§ WORK TO COMPLETE: Reproduce the listing below verbatim, leaving out the pictures.
--- start of MATERIAL FOR THE TASK ---
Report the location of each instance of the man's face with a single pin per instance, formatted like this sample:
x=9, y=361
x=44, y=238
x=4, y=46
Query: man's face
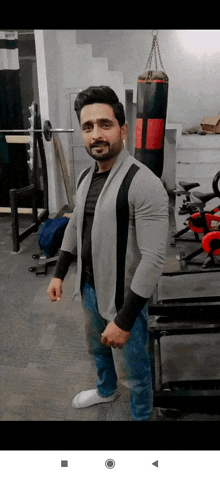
--- end of MATERIAL FOR THE TASK ---
§ COMPLETED TASK:
Report the location of each instance of the man's face with a single pin per instance, formatted like this sample:
x=9, y=361
x=44, y=238
x=4, y=46
Query: man's face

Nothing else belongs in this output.